◆ REQUIRED TASK
Return every line in the rows below that contains the word "rear". Case counts, so a line matches only if the capitalization is the same.

◆ DATA ROWS
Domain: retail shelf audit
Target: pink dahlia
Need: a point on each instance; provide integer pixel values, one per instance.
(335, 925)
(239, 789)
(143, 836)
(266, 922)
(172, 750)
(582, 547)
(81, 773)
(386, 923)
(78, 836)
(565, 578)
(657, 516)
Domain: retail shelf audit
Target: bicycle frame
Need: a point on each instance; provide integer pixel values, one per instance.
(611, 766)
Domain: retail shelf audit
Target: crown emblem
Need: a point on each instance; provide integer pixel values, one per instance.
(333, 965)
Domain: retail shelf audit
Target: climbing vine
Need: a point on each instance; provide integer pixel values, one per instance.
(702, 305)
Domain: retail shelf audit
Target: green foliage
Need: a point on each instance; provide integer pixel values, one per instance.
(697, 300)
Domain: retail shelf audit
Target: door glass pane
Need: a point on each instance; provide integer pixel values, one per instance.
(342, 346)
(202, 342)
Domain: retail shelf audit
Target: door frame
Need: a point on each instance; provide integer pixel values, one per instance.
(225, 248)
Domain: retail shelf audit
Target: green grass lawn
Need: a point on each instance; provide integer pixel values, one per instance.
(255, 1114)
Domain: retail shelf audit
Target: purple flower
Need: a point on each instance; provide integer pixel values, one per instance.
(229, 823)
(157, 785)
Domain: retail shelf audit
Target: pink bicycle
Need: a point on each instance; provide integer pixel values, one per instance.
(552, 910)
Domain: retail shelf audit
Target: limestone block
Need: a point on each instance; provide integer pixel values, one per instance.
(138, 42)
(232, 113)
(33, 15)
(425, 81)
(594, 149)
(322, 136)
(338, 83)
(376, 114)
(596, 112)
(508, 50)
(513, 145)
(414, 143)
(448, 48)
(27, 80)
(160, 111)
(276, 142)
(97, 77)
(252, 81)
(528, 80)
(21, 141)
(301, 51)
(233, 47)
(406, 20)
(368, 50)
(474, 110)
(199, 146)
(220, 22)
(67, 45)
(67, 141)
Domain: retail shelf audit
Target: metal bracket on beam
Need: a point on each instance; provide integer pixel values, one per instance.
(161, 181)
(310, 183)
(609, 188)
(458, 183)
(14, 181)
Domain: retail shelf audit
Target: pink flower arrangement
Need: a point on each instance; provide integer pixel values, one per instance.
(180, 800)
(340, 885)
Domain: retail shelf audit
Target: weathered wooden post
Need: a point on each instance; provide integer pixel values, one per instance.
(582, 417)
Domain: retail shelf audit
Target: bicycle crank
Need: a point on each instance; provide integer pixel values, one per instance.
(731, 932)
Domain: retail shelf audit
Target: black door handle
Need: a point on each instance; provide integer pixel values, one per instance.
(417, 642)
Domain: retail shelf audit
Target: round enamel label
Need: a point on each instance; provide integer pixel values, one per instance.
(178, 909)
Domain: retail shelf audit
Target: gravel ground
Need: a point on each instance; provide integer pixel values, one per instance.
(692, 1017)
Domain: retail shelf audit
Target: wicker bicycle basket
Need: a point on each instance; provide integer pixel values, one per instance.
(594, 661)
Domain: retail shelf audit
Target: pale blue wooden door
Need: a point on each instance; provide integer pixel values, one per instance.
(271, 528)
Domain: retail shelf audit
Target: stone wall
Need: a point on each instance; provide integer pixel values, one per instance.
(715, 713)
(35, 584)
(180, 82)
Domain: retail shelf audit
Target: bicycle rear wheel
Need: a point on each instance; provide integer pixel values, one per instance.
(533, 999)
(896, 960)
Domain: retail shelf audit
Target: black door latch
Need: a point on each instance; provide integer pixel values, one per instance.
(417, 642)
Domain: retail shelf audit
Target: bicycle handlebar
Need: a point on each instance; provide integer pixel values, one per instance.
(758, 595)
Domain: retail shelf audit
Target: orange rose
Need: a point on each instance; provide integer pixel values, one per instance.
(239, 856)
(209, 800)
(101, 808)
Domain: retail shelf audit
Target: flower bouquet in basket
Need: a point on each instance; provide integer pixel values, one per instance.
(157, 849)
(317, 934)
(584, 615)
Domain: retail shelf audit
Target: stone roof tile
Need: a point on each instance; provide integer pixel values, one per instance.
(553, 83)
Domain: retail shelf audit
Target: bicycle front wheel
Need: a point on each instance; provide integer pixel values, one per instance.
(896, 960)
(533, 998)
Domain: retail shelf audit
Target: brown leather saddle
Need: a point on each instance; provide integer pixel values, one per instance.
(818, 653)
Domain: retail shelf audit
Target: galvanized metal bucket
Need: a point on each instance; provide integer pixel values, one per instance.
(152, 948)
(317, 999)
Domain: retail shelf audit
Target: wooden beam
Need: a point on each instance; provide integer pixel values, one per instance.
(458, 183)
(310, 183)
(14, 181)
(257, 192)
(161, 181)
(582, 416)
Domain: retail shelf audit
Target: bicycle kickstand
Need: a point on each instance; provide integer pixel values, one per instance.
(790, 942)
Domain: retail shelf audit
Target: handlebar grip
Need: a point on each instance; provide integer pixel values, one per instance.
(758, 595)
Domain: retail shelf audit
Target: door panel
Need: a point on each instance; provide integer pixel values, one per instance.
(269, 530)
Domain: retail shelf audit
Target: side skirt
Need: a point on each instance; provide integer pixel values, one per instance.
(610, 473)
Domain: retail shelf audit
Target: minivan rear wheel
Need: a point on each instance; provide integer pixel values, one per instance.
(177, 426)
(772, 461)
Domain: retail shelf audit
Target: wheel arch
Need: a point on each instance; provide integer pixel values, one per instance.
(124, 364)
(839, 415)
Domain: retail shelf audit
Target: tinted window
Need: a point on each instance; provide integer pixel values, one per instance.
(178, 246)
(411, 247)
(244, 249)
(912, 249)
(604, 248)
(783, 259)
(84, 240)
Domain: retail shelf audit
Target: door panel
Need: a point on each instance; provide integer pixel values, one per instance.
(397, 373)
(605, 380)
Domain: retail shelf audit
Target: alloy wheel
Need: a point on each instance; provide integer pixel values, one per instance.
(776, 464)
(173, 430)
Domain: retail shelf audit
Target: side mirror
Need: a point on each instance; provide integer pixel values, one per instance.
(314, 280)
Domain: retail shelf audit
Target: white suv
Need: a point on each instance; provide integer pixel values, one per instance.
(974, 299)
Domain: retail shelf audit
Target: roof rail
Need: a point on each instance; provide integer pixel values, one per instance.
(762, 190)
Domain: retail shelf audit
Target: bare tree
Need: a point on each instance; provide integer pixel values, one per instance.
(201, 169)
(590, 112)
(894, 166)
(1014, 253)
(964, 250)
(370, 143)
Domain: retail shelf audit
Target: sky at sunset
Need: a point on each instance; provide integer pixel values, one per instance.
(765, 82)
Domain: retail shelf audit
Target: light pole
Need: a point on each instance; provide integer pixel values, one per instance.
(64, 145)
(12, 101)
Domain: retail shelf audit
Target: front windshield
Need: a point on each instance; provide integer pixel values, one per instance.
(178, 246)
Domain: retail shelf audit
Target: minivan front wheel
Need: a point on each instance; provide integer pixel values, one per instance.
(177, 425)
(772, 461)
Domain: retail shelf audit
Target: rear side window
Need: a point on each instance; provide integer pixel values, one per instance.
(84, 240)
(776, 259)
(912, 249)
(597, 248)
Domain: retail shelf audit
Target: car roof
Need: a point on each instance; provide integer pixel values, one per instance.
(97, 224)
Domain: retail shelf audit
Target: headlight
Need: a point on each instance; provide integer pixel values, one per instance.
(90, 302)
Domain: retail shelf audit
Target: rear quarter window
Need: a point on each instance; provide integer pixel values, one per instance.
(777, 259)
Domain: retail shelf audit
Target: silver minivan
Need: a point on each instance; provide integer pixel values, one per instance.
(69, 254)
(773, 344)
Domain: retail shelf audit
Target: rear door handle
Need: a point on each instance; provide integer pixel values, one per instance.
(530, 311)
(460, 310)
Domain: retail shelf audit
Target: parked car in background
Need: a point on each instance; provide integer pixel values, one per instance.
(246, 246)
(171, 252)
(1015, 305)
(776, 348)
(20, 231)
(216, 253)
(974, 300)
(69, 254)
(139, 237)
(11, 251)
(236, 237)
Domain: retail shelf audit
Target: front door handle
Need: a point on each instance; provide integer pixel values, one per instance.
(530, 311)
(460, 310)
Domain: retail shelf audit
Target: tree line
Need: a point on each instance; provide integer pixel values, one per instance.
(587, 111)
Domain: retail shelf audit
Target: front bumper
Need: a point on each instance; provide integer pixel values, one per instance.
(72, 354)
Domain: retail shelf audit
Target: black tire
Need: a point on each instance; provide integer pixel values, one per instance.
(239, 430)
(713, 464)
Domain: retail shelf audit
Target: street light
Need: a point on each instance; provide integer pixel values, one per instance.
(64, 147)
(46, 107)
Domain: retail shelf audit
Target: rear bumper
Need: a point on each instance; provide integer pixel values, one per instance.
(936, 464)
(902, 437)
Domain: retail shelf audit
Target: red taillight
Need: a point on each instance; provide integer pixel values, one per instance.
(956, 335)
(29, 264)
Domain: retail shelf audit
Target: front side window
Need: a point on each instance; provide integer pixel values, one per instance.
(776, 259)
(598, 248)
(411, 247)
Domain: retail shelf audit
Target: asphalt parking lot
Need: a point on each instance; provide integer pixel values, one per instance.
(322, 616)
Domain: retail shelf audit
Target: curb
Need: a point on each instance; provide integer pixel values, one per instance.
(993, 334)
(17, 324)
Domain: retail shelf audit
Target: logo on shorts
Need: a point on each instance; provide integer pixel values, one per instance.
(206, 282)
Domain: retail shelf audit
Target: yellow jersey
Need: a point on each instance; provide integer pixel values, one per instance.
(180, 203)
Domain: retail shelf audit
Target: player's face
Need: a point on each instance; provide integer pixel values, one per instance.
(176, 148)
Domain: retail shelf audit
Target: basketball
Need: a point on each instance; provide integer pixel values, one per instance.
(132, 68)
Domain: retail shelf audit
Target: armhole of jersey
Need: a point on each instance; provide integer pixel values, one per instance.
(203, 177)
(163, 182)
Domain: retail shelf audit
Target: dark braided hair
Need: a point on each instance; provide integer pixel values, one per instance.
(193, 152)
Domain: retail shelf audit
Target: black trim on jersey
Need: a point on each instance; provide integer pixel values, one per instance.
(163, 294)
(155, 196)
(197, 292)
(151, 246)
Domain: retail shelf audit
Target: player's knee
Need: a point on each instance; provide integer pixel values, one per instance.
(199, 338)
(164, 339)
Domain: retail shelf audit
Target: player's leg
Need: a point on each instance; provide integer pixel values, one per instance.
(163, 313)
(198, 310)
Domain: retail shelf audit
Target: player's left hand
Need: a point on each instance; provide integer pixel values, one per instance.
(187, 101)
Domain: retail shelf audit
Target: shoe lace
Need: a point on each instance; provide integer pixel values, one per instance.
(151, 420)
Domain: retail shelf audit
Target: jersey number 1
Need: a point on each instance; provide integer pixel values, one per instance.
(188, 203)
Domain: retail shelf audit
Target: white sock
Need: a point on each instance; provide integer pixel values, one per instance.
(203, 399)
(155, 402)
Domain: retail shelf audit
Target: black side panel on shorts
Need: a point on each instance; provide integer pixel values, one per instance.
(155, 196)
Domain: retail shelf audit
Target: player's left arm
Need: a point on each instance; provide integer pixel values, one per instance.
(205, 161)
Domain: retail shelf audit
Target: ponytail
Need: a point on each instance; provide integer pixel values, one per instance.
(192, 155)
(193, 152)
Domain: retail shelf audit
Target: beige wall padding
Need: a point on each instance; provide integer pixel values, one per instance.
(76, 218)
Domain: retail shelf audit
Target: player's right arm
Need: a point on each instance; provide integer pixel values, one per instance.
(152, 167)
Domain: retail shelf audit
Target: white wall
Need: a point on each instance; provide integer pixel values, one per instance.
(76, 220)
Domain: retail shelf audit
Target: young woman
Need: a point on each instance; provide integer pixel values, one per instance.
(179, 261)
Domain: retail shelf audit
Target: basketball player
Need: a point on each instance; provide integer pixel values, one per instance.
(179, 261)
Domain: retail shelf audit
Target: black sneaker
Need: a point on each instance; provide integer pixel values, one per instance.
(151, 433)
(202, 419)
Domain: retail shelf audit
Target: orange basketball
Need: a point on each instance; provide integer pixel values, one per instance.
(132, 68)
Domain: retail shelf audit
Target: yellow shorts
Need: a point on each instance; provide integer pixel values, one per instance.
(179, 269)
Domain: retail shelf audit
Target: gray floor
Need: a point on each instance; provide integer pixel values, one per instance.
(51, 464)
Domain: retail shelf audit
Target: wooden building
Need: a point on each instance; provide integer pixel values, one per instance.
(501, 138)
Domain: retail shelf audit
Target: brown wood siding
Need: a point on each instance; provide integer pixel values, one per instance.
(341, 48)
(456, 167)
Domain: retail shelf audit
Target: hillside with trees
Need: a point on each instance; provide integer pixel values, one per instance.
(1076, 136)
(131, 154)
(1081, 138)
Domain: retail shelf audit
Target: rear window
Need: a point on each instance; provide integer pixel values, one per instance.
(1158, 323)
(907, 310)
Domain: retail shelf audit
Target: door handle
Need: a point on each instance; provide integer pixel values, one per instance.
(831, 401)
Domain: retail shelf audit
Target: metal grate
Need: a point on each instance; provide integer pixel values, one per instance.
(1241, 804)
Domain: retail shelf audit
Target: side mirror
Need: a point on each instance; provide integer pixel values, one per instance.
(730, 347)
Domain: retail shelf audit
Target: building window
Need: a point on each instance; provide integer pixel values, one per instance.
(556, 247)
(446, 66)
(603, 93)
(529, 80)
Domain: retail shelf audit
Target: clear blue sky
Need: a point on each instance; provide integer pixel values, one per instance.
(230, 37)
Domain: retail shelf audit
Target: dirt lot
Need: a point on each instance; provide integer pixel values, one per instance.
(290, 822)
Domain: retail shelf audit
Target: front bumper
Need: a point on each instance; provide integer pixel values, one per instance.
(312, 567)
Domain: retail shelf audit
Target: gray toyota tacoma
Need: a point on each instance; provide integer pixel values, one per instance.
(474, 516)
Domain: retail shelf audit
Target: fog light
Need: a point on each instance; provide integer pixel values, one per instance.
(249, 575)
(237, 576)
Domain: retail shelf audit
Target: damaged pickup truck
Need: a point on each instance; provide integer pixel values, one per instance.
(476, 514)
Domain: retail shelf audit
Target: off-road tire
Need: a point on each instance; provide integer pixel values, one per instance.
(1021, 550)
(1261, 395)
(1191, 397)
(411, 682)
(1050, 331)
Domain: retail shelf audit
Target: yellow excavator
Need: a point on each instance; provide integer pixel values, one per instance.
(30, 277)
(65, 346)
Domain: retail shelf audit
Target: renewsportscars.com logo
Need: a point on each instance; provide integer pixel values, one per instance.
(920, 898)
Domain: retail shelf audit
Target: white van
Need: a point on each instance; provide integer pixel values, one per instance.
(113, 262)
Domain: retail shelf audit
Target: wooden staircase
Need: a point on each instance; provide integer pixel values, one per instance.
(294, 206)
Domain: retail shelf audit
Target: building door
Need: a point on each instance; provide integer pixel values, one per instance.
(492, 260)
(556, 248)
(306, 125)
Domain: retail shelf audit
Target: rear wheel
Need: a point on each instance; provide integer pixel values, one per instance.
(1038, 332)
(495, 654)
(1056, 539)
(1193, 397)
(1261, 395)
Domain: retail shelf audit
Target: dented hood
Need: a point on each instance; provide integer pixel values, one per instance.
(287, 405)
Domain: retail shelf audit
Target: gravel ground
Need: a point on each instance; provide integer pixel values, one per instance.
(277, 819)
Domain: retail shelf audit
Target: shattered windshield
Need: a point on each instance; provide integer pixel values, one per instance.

◆ ANSWER FOR THE TASK
Target: bicycle rear wheel
Target: minivan rear wheel
Target: rear side window
Target: rear quarter window
Target: rear door handle
Target: rear bumper
Target: rear window
Target: rear wheel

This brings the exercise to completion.